Edit the text on Carifesta X from "As Carifesta X" to "of public art.", inclusive, and change "public awareness programme" to "public awareness campaign" in it.

Quoted passage —
• • • •

We would like Carifesta X to showcase not only the great cultural talent that this region has spawned over the short period of Caribbean history, but the great philosophical legacy and diverse economic, productive and natural resource capacities that we as a region have to offer.
As Carifesta X builds momentum it becomes clear that some of the several goals that Guyana has set itself in the hosting of the festival are already showing promising signs. The Minister of Culture has insisted that there should be a visible element of sustainability; that Carifesta must involve the people of Guyana at all levels and must leave a mark after the curtains descend on the closing ceremony and the visiting performers depart. There has been some success in the public awareness programme, some pre-festival events, the wide-ranging training programme designed by the Artistic Director, the regional popular promotion sweep and, of special interest here, the project of public art.
Guyana has a few prominent pieces of public art including the 1763 Monument, the Timehri Murals at the international airport and the large mural at the National Cultural Centre. In a very short time, during the run-up to Carifesta, there has been a significant increase in the number of these national icons as a result of the Carifesta art project. There is now the Hikarana Pole, traditional Amerindian art depicting bird spirits by Telford Taylor, Lokono artist of St Cuthbert’s, erected on the forecourt of the Walter Roth Museum. A stretch of the Georgetown Seawall covering some 400 yards is the canvass for an impressive exhibition of child art. A mural depicting Spiritual Connection Between Man and Nature, a theme befitting its location, is now a permanent backdrop for the stage at the famous Umana Yana, painted by George Simon and some of his students at the University of Guyana. Then, the most recent addition to this collection is another George Simon mural at the Cultural Centre.
The University of Guyana has been in very close partnership with the Carifesta management, directorate, personnel and activities, making some of the most important contributions to the festival, including the provision of an Artistic Director and committee chairs. These art projects are an excellent illustration of this collaboration since UG Lecturer and prominent national artist Philbert Gajadhar is Chairman of the Visual Arts for Carifesta, while other UG staff, Akima McPherson and George Simon serve on the committee.
Added to those, for two of the murals, the university has provided the artists themselves.
Of these, the grandest and most accomplished is the latest addition, Simon’s Universal Woman that now distinguishes one part of the western wall in the foyer of the Cultural Centre. It is a major work in Guyanese art. An imposing triptych, it is dominated by hues of purple, radiations of golden light and three compelling female figures representing water spirits, the main theme of the painting. Simon investigates the water spirit tradition with specific Guyanese reference, reflecting the belief systems, religious characteristics, folklore characters, ethos, images and symbols of three major Guyanese ethnic worlds. Each section of the work is a portrait of one group, and individually but collectively depicts the Indian, the African and the Amerindian.

• • • •

Recorded information —
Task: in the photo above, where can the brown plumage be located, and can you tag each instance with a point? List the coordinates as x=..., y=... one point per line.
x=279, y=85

• • • •

Written answer —
As Carifesta X builds momentum it becomes clear that some of the several goals that Guyana has set itself in the hosting of the festival are already showing promising signs. The Minister of Culture has insisted that there should be a visible element of sustainability; that Carifesta must involve the people of Guyana at all levels and must leave a mark after the curtains descend on the closing ceremony and the visiting performers depart. There has been some success in the public awareness campaign, some pre-festival events, the wide-ranging training programme designed by the Artistic Director, the regional popular promotion sweep and, of special interest here, the project of public art.